* _HOW TO COMPLETE THIS TASK_
Pick out every line in the entries below that contains the word "positive", with case counting, and copy those lines.

* _ENTRIES SUPPLIED_
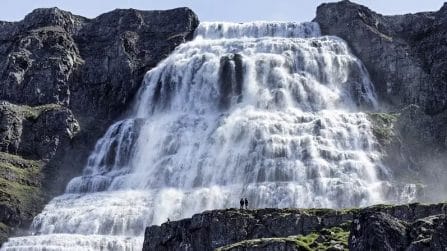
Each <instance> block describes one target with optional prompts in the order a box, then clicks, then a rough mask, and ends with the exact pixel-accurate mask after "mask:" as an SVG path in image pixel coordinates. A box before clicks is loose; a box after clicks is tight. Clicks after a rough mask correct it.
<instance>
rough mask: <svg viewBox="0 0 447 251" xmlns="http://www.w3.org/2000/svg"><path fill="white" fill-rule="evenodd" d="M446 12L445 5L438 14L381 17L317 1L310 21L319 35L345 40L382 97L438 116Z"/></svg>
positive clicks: (439, 99) (369, 10)
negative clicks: (362, 65)
mask: <svg viewBox="0 0 447 251" xmlns="http://www.w3.org/2000/svg"><path fill="white" fill-rule="evenodd" d="M446 16H447V5H444V6H443V7H442V8H441V9H440V10H439V11H438V12H424V13H417V14H407V15H396V16H383V15H380V14H377V13H375V12H373V11H371V10H370V9H368V8H367V7H364V6H361V5H358V4H355V3H352V2H350V1H346V0H345V1H341V2H337V3H328V4H322V5H320V6H319V7H318V9H317V15H316V18H315V21H316V22H318V23H319V24H320V27H321V31H322V33H323V34H327V35H335V36H338V37H341V38H342V39H344V40H346V41H347V42H348V44H349V45H350V47H351V48H352V50H353V52H354V53H355V54H356V55H357V56H358V57H359V58H360V59H361V60H362V62H363V63H364V64H365V65H366V67H367V69H368V70H369V73H370V74H371V79H372V81H373V82H374V84H375V86H376V90H377V91H378V93H379V96H380V97H381V98H382V99H383V100H385V101H388V102H390V103H391V104H392V105H408V104H416V105H419V106H421V107H422V108H423V109H424V111H425V112H427V113H428V114H438V113H440V112H442V111H444V110H446V109H447V85H446V84H445V83H446V82H447V58H446V57H445V55H446V53H447V45H446V44H445V43H444V41H445V39H446V37H447V25H446V24H447V18H445V17H446Z"/></svg>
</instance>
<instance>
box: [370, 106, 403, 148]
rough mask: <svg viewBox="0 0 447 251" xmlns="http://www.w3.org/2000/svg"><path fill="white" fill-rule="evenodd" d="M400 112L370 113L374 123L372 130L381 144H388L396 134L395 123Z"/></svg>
mask: <svg viewBox="0 0 447 251" xmlns="http://www.w3.org/2000/svg"><path fill="white" fill-rule="evenodd" d="M398 116H399V114H394V113H369V114H368V118H369V120H370V122H371V124H372V131H373V134H374V136H375V137H376V138H377V140H378V141H379V143H380V144H382V145H387V144H389V143H390V142H391V139H392V137H393V136H394V135H395V132H394V123H395V122H396V120H397V118H398Z"/></svg>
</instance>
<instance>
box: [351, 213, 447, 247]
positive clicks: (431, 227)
mask: <svg viewBox="0 0 447 251" xmlns="http://www.w3.org/2000/svg"><path fill="white" fill-rule="evenodd" d="M444 206H446V205H445V204H444ZM446 223H447V218H446V215H445V213H444V214H442V213H441V214H434V215H430V216H426V217H423V218H418V219H413V220H408V219H407V220H402V219H398V218H395V217H393V216H391V215H389V214H386V213H383V212H374V211H370V210H367V211H364V212H361V213H360V214H359V215H358V216H356V217H355V219H354V221H353V224H352V227H351V235H350V238H349V249H350V250H445V249H447V238H446V236H445V233H446V232H445V230H446ZM443 231H444V232H443Z"/></svg>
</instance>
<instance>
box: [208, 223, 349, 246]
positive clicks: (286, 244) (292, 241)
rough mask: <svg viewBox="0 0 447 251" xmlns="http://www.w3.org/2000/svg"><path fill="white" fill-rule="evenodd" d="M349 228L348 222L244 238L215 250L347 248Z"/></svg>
mask: <svg viewBox="0 0 447 251" xmlns="http://www.w3.org/2000/svg"><path fill="white" fill-rule="evenodd" d="M349 228H350V223H344V224H342V225H340V226H339V227H332V228H327V229H323V230H321V231H319V232H313V233H310V234H308V235H298V236H289V237H279V238H260V239H252V240H244V241H241V242H237V243H233V244H230V245H227V246H224V247H220V248H217V249H216V251H230V250H244V249H246V248H250V249H253V248H259V250H262V249H265V248H266V247H269V246H276V247H281V248H283V249H285V250H289V249H290V250H303V251H311V250H316V251H321V250H348V239H349Z"/></svg>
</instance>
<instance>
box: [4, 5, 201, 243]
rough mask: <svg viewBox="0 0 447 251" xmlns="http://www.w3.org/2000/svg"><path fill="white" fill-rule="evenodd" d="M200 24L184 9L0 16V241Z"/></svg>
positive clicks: (88, 149) (82, 166) (54, 184)
mask: <svg viewBox="0 0 447 251" xmlns="http://www.w3.org/2000/svg"><path fill="white" fill-rule="evenodd" d="M197 25H198V18H197V16H196V15H195V14H194V13H193V12H192V11H191V10H189V9H187V8H179V9H173V10H167V11H138V10H132V9H130V10H114V11H112V12H109V13H106V14H103V15H100V16H98V17H97V18H94V19H87V18H84V17H81V16H76V15H73V14H71V13H70V12H66V11H62V10H59V9H57V8H50V9H36V10H34V11H33V12H32V13H30V14H28V15H27V16H26V17H25V18H24V20H22V21H20V22H3V21H0V84H1V88H0V100H1V103H0V151H1V152H0V156H1V157H0V158H1V164H0V165H1V170H0V172H1V173H0V243H2V242H3V241H4V240H5V237H6V236H7V235H9V234H11V233H12V232H14V231H17V230H18V229H19V228H26V227H27V225H28V224H29V223H30V221H31V220H32V218H33V217H34V216H35V215H36V214H37V213H38V212H39V211H41V209H42V206H43V203H45V202H46V201H47V200H48V198H51V197H52V196H54V195H55V194H59V193H60V192H62V191H63V188H64V187H65V185H66V183H67V182H68V180H70V178H72V177H73V176H74V175H76V174H79V173H80V171H81V168H82V167H84V166H85V164H86V160H87V157H88V153H89V152H90V151H92V150H93V145H94V143H95V142H96V141H97V139H98V138H99V137H100V136H101V135H102V134H103V133H104V130H105V129H106V128H107V127H108V126H109V125H110V124H111V123H112V122H113V121H114V120H116V119H117V118H118V117H119V116H120V115H121V114H122V113H123V111H124V110H125V108H126V107H127V104H129V102H130V101H131V100H132V98H133V96H134V94H135V92H136V91H137V89H138V88H139V86H140V84H141V82H142V80H143V76H144V74H145V73H146V72H147V71H148V70H149V69H151V68H152V67H154V66H155V65H156V64H157V63H158V62H160V61H161V60H162V59H163V58H165V57H166V56H167V55H168V54H169V53H170V52H171V51H173V49H174V48H175V47H176V46H177V45H179V44H180V43H182V42H184V41H186V40H189V39H190V38H192V34H193V32H194V30H195V28H196V27H197Z"/></svg>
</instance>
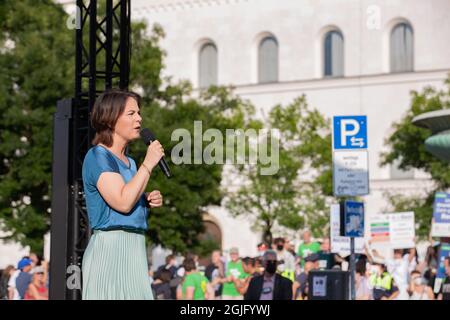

* _TASK SOLUTION_
positive clicks: (439, 99) (369, 10)
positive clicks: (431, 227)
positive clicks: (286, 244) (292, 241)
positive clicks: (88, 149) (82, 166) (54, 184)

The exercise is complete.